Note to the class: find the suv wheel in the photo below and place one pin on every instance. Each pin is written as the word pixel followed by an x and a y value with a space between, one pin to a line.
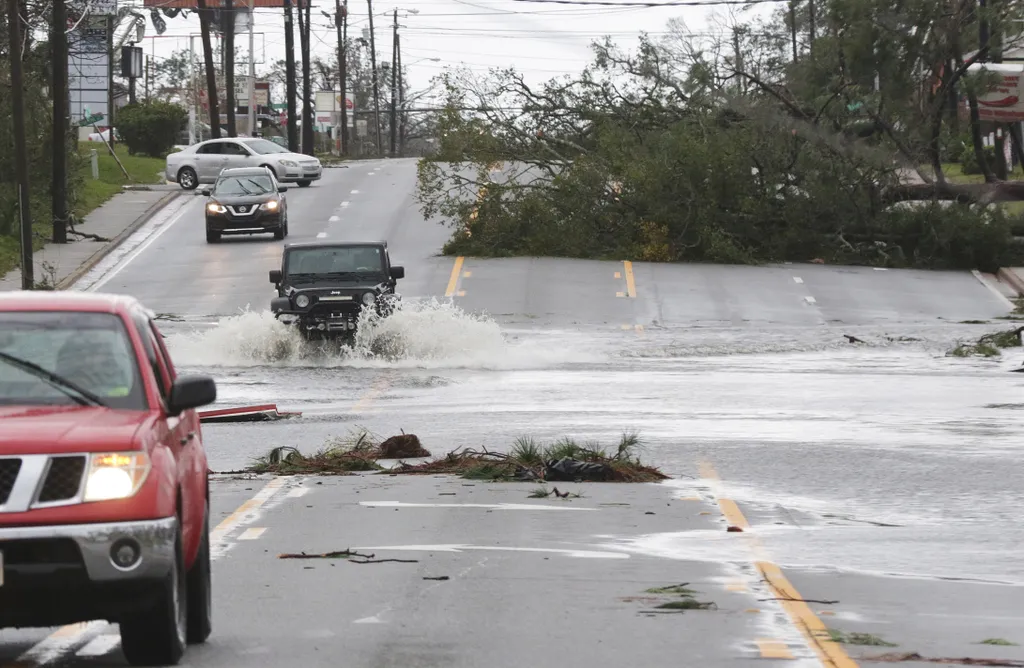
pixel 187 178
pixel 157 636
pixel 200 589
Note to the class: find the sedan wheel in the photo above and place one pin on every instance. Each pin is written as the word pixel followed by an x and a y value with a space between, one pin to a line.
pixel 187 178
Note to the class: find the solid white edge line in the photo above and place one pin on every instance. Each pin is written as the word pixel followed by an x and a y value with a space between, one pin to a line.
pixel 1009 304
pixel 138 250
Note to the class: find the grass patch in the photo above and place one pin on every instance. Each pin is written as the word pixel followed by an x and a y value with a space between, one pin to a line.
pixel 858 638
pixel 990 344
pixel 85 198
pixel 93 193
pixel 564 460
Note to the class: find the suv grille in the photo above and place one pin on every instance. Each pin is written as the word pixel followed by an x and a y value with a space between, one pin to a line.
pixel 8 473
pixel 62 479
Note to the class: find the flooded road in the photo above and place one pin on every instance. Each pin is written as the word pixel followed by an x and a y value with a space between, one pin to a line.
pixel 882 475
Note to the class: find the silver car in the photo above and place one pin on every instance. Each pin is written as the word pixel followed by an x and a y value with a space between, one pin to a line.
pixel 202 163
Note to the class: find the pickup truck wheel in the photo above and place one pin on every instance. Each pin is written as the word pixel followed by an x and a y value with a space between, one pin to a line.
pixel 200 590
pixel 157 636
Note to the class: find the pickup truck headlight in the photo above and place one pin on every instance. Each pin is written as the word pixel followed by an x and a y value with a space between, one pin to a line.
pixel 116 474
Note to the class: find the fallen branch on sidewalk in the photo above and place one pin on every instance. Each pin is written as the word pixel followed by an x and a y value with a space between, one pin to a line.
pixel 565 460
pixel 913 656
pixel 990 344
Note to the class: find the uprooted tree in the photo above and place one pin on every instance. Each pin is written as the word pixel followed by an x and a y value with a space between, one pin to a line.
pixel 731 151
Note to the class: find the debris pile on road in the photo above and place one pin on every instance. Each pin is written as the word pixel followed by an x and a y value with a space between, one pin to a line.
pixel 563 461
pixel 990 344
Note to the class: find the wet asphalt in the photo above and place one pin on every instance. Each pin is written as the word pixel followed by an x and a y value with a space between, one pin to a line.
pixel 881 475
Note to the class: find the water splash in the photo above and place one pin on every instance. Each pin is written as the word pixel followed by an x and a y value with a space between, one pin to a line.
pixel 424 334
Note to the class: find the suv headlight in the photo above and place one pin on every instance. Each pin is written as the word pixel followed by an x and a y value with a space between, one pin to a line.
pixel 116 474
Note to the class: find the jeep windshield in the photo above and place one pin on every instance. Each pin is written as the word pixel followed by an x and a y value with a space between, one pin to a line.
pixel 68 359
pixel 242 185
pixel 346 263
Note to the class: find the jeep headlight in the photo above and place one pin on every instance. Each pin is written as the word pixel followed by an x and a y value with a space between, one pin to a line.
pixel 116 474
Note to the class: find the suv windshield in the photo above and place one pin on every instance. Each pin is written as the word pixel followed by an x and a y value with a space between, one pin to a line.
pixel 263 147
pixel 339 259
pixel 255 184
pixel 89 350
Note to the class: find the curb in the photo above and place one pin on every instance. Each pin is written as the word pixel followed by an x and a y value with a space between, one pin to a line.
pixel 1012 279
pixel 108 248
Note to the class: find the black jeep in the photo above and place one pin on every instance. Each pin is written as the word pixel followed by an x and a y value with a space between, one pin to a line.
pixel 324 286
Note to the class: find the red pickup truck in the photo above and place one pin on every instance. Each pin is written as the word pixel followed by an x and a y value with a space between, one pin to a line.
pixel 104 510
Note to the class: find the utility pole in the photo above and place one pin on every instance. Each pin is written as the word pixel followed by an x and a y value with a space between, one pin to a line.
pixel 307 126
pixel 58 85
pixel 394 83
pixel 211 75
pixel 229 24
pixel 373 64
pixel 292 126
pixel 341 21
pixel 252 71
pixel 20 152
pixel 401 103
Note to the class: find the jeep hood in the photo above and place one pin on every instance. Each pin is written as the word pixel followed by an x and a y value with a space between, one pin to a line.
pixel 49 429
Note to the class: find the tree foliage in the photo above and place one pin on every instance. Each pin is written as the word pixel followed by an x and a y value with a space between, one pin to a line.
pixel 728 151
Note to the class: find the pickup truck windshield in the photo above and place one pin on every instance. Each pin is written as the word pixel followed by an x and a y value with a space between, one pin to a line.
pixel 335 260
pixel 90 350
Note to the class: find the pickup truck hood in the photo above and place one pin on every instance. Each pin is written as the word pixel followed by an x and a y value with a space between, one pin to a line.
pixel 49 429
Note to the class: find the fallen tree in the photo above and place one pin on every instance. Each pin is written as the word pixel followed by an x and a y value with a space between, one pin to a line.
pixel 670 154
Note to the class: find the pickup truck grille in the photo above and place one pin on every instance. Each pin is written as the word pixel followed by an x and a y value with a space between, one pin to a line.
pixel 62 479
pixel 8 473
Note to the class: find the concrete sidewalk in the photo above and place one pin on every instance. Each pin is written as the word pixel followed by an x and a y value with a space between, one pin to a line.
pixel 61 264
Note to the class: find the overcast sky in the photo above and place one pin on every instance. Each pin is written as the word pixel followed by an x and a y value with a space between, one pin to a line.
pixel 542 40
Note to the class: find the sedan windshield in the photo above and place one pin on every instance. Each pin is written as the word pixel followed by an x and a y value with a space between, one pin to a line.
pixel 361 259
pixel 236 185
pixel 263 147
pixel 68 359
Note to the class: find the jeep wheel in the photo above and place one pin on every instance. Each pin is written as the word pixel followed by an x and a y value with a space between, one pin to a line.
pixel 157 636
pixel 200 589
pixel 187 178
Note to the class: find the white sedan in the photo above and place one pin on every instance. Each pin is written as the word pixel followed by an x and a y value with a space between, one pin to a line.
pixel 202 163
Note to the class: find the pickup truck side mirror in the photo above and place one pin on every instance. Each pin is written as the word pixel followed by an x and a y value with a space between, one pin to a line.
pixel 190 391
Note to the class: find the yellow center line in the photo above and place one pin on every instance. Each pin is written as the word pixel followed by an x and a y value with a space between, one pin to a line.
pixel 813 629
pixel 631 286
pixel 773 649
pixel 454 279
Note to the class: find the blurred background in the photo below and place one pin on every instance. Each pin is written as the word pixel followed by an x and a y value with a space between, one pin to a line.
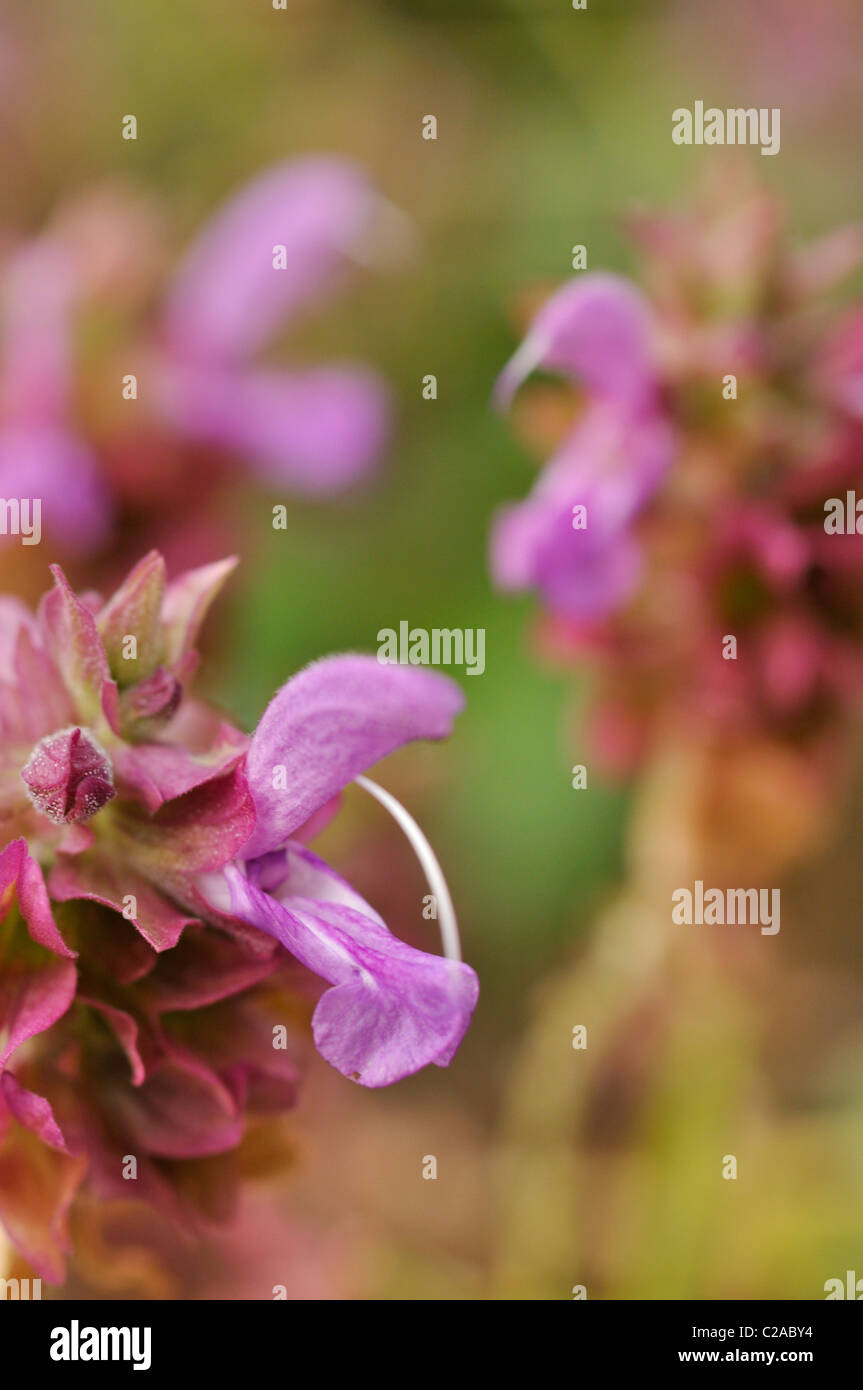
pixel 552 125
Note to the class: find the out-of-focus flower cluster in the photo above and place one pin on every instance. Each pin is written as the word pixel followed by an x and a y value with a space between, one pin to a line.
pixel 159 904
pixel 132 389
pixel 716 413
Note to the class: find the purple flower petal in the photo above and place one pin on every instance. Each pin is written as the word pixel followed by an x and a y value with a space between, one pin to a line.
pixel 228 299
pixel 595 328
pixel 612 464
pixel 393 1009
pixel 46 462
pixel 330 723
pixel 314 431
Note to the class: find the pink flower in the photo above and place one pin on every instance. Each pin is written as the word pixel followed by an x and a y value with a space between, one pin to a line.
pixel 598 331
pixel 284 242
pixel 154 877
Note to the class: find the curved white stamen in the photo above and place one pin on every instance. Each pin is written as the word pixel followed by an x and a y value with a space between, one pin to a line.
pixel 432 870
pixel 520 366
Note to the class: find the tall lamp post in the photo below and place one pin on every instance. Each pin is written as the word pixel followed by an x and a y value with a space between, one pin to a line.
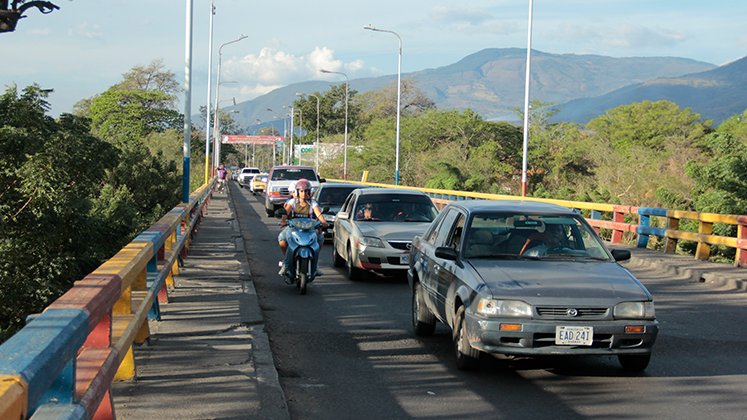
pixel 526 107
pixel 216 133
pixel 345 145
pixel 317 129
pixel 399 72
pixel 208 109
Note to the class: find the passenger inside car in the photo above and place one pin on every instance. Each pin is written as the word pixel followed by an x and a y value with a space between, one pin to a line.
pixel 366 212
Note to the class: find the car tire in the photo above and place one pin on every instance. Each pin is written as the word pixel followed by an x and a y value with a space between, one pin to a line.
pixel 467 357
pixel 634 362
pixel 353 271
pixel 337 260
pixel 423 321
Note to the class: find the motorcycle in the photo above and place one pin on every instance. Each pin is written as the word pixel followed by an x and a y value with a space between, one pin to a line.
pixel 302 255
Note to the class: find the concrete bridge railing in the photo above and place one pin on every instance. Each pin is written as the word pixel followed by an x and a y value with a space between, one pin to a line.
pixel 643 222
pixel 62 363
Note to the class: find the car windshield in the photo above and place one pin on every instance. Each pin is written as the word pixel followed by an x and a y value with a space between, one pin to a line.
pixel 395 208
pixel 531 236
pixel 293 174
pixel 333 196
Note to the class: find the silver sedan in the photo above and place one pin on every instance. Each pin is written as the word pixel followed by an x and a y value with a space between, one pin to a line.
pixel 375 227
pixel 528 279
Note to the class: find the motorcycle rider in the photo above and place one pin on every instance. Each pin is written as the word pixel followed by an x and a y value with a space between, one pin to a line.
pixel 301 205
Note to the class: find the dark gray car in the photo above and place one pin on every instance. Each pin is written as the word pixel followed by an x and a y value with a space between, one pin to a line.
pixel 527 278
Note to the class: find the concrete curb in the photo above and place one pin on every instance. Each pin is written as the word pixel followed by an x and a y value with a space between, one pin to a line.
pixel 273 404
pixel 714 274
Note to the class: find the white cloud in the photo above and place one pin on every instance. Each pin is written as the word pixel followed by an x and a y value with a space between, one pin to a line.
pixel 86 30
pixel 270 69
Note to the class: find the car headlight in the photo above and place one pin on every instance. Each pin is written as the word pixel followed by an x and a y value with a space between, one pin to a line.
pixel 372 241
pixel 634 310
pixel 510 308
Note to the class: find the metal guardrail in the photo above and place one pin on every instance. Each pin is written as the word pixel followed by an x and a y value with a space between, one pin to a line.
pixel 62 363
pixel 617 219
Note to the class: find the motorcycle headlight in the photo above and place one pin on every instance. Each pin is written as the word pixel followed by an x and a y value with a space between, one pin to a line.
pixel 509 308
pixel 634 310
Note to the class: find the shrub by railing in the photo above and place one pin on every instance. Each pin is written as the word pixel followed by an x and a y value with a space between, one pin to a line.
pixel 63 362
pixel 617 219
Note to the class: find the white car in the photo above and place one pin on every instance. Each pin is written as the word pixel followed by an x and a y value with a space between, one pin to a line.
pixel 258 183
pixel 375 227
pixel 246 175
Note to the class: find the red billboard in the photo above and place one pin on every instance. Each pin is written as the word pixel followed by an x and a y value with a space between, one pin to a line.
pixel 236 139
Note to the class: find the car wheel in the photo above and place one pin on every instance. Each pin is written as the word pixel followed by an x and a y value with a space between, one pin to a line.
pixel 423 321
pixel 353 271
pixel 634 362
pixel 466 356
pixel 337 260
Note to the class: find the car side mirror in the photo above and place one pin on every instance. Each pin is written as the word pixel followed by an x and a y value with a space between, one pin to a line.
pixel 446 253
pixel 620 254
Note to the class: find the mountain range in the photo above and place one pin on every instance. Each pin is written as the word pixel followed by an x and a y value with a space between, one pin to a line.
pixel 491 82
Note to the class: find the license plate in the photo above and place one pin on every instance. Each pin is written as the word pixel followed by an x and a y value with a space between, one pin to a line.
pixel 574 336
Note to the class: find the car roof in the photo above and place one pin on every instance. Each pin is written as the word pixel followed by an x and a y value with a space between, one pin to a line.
══════════
■ Exercise details ■
Write out exactly the lines that run from the one containing "Note to the class: find the car side" to the end of the records, both end lines included.

■ Output below ■
Note to the class: find the car side mirror in the photo above and place one pin on every instance. Each pin is written as the word pixel followed by an x and a y value with a space between, one pin to a line.
pixel 446 253
pixel 620 254
Note to the class: find the mountain range in the photo above and place one pin on every instance. Each pin is written as the word pixel followed by an x and a y value with a space between, one pin to a line.
pixel 491 82
Note to the class: find the license plate in the photo above and place one pin on every instance. Each pin is written as the word pixel followed by an x and a y value with a space between, one pin to a line.
pixel 574 336
Note to the class: find the car roof in the photo above and place one pin on every instance. Each pin is written as the word pixel followed by an x and a y value with a space between, one pin to a line.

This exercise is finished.